▶ _Items from a dataset_
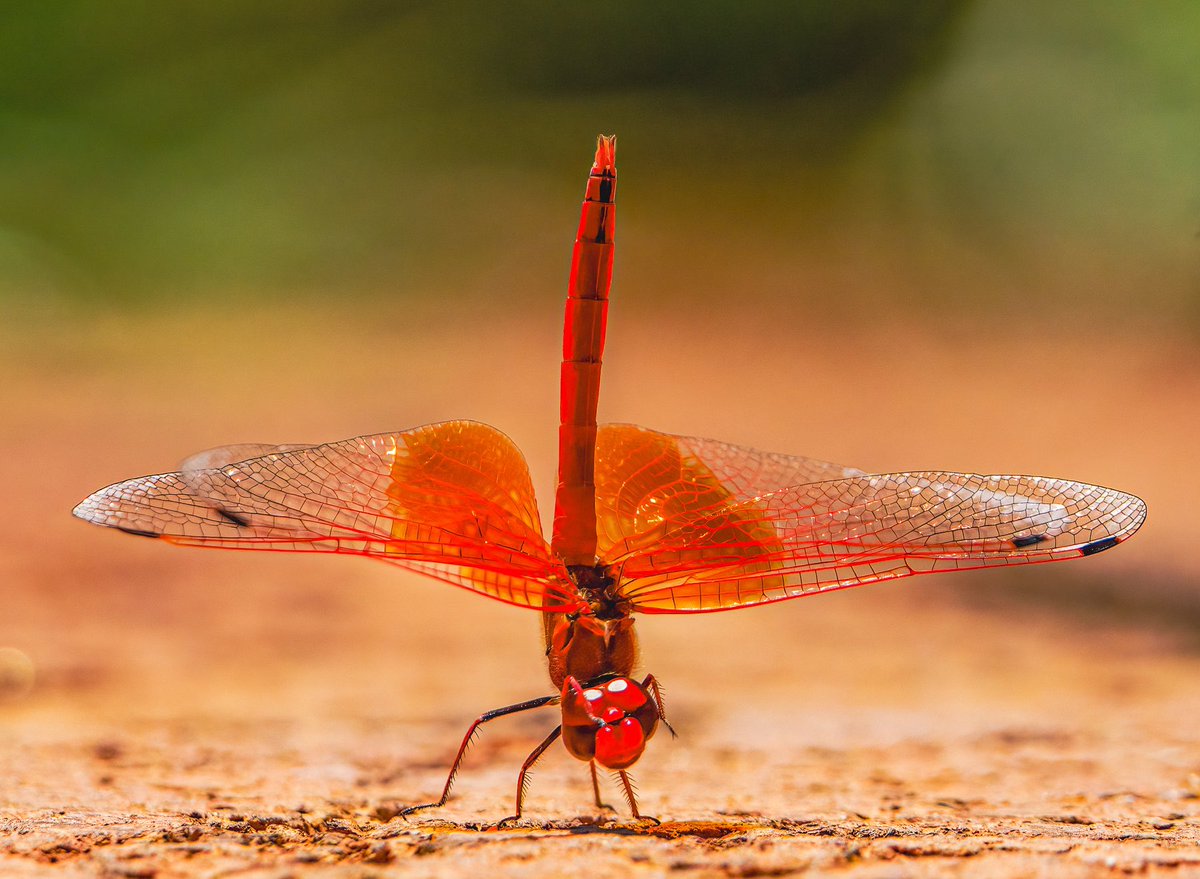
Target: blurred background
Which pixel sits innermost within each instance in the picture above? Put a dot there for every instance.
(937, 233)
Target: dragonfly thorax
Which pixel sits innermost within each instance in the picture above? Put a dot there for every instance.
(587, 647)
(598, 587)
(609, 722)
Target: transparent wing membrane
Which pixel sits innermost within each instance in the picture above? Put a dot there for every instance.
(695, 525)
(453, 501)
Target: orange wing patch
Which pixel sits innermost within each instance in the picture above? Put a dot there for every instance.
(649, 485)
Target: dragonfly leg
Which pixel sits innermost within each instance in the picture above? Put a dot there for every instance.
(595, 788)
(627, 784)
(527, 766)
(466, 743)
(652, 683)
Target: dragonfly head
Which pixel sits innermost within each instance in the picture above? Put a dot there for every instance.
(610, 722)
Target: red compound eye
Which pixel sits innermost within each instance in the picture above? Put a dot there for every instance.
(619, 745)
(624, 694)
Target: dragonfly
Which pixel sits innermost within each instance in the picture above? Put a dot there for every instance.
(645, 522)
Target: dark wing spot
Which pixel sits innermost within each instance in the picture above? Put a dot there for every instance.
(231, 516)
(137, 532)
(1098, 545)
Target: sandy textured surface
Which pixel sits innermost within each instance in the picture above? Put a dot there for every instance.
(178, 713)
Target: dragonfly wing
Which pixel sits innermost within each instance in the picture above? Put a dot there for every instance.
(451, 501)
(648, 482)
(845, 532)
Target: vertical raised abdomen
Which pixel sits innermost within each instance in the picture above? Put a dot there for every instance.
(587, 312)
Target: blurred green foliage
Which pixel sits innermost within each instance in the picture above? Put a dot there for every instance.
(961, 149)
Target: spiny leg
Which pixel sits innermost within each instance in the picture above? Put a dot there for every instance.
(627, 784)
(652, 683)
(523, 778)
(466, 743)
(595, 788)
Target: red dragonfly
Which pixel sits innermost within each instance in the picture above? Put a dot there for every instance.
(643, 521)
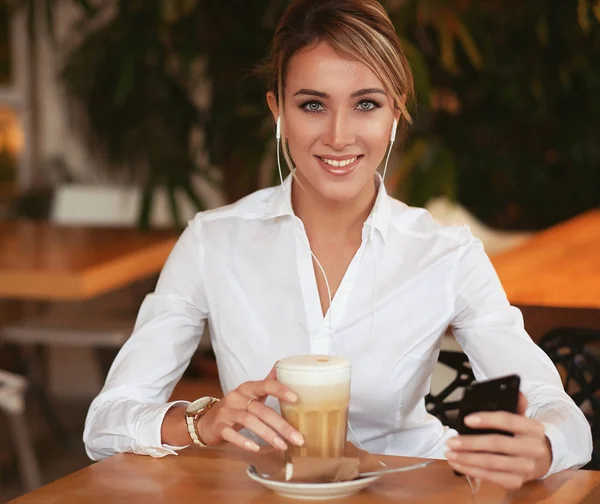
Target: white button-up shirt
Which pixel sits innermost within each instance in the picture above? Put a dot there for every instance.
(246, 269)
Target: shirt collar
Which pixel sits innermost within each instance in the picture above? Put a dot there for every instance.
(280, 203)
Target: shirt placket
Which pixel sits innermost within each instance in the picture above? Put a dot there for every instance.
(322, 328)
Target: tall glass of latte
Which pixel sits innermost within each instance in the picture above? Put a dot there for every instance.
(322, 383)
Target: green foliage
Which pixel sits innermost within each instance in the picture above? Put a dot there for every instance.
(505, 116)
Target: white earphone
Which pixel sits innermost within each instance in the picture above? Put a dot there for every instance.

▶ _WHAT IS NEEDED_
Set down nothing but the lines from the one with "Target: shirt placket" through the end of the records, keeping each line exactly as written and including both ends.

▶ _SOLUTION TO THIS TASK_
Target: shirt placket
Which pixel sits innermost within each instance in the picture above? Put a dot there for every instance.
(322, 328)
Target: tall glass of latte
Which pixel sits innermost within each instance in the picture above? Put a dot there for every instance.
(322, 383)
Target: green foliage
Which pixel sits innermost within each instance in the picture above? Put a dot there for every instance.
(505, 116)
Target: white earphone
Which pixel sits innermost within each instance in the picture above? Put a dot there for every instance.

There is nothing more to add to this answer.